▸ Explore the material
a) Decide whether each statement agrees with the article on the Bay of Bengal low-pressure area: (i) the IMD has decided to watch the system for the next seven days; (ii) a storm can develop only where vertical wind shear values are high; (iii) the models agree on the date of cyclogenesis. Answer yes or no for each, quoting the words of the article that decide it.
b) Reproduce word for word everything in the article on the Bay of Bengal low-pressure area from "It is in view" down to "next seven days.".

▸ Reading text
┌──

Increasing uncertainty over enabling environment over the South Andaman Sea and the Bay of Bengal has ruled out any definite forecast with respect to the life of a resident low-pressure area, three days after its formation.

The India Meteorological Department (IMD) has merely decided to put the system under watch for the next seven days given the fact that the pre-monsoon season (April-May) can always throw up a surprise. It also referred to a series of projections by global weather models ranging from practically nil activity in the short to medium term over the Bay to a potentially strong cyclone developing there.

Restraining factors

What seem to prevent the intensification is the inconsistent cloud-building process around the system as well as a slight increase in the vertical wind shear (sudden change in wind speed and direction with height).

A storm can develop only in an environment of low vertical wind shear values. The IMD’s best hope is that the system could become well-marked over the South-East Bay around May 7 while moving slowly to the North-West (towards Tamil Nadu-Andhra Pradesh coasts) and concentrate into a depression the following day.

Currently, some global and domestic weather models do not even capture the low-pressure area. These include the European Centre for Medium-Range Weather Forecasts (ECMRWF); the IMD-GFS (Global Forecast System); the NCEP-GFS (the US National Centres for Environmental Prediction-Global Forecast System); the GEFS (Global Ensemble Forecast System); the NEPS (Ensemble Prediction System of India’s National Centres for Medium Range Weather Forecasting, NCMRWF); and the NCUM, a global coupled model from NCMRWF.

Models vary

But the ECMRWF, IMD-GFS, and NCEP-GFS signal cyclogenesis (birth of a cyclone) over the South-West Bay of Bengal (closer to the Sri Lanka and Tamil Nadu coasts) by end of next week with rapid intensification and a movement to the North-North-West into the East-Central Bay up to the Andhra Pradesh coast.

There is, however, large variation with respect to the date of cyclogenesis.

The IMD’s Genesis Potential Parameter-based outlook indicates that the zone of cyclogenesis may move North-North-West towards the East-Central Bay (open Bay waters) during the next four days.

It is in view of these conflicting outlooks that the IMD has resolved to keep the area over the Andaman Sea and the South Bay of Bengal under continuous watch for the next seven days.

The intensification of the prevailing low-pressure area would be a gradual and prolonged process, it added.

└──

▸ Data supplied
┌──

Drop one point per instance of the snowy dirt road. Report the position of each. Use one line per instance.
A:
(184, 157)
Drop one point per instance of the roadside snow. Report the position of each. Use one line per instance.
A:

└──

▸ Task solutions
a)
(i) Yes: "The India Meteorological Department (IMD) has merely decided to put the system under watch for the next seven days"
(ii) No: "A storm can develop only in an environment of low vertical wind shear values."
(iii) No: "There is, however, large variation with respect to the date of cyclogenesis."

b)
It is in view of these conflicting outlooks that the IMD has resolved to keep the area over the Andaman Sea and the South Bay of Bengal under continuous watch for the next seven days.